Rewrite the rows from the line with "Query: Where is the bare tree in this image?" through the end of the rows, replacing "Reply" with "Respond" and leaving everything else unchanged.

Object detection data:
★ ★ ★

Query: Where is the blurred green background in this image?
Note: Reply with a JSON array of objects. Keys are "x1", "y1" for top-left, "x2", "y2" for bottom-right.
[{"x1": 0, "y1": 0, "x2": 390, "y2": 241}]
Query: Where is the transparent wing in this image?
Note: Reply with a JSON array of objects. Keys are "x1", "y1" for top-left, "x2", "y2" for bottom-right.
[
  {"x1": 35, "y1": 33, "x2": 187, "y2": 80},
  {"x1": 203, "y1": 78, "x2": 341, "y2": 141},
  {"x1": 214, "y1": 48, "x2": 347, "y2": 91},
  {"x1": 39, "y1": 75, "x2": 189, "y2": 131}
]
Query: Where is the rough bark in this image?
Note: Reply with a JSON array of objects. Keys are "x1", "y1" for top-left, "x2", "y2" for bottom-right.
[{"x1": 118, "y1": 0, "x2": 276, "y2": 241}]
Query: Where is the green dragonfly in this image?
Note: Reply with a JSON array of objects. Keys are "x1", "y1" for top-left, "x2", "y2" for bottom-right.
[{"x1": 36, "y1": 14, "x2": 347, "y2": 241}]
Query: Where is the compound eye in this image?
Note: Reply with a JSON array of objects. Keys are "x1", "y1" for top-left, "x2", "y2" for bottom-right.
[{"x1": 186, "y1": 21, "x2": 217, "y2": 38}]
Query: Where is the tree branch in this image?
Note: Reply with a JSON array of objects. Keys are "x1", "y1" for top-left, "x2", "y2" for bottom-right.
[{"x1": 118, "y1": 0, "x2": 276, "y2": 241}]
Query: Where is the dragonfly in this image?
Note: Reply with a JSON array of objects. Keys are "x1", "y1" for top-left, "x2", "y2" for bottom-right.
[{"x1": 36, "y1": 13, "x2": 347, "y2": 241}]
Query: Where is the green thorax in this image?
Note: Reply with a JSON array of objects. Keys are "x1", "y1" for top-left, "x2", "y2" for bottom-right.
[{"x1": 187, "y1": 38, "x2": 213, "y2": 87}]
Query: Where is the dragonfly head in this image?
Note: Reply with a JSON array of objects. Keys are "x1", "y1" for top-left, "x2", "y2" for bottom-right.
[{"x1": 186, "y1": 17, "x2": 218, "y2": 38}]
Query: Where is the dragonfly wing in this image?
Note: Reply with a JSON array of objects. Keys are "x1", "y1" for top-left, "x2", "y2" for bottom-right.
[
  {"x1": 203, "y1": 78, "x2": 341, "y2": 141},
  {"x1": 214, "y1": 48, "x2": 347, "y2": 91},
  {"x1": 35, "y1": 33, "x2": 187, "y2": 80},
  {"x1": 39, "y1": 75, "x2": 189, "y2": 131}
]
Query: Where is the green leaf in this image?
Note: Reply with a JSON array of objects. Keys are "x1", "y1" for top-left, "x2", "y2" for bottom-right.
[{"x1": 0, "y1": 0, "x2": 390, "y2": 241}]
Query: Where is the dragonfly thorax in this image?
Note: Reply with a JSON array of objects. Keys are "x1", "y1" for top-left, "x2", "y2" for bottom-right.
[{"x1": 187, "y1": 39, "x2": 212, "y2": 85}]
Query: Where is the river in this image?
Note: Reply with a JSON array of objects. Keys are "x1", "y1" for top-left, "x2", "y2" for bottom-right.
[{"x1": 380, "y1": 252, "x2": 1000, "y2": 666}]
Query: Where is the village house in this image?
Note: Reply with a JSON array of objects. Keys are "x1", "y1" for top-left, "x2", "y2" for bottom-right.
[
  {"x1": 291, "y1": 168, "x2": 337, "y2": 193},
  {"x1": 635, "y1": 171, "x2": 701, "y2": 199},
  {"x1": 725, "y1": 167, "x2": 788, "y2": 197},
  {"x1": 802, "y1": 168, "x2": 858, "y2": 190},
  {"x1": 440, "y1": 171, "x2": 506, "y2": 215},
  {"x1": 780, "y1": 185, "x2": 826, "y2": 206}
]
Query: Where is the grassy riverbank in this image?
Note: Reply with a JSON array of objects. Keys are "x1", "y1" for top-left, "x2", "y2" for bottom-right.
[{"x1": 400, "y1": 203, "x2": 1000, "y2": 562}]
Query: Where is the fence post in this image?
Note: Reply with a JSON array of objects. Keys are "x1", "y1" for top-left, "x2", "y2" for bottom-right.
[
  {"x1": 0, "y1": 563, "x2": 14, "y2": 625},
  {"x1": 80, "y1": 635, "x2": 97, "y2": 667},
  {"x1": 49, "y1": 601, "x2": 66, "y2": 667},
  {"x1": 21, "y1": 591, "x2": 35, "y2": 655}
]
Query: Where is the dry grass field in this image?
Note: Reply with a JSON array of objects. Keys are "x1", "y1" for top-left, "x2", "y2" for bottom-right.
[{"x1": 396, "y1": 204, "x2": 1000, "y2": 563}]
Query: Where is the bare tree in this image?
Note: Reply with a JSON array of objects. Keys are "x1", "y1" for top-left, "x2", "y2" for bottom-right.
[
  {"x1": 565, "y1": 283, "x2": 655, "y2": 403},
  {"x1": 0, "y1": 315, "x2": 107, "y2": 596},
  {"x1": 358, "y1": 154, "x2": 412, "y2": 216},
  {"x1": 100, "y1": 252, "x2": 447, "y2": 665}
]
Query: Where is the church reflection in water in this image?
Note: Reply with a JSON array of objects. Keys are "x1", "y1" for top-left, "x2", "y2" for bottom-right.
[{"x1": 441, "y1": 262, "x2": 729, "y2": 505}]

★ ★ ★

• [Complete output]:
Query: Where is the bare tree in this image?
Note: Respond with a JSON array of objects. Keys are "x1", "y1" for top-left, "x2", "y2" for bottom-right.
[
  {"x1": 565, "y1": 283, "x2": 655, "y2": 403},
  {"x1": 0, "y1": 315, "x2": 107, "y2": 596},
  {"x1": 358, "y1": 154, "x2": 412, "y2": 216},
  {"x1": 100, "y1": 252, "x2": 447, "y2": 665}
]
Query: Where is the church reflection in water in this image?
Note: Respond with a JSON array of objects. Keys are "x1", "y1" for top-left, "x2", "y2" for bottom-right.
[{"x1": 441, "y1": 262, "x2": 729, "y2": 505}]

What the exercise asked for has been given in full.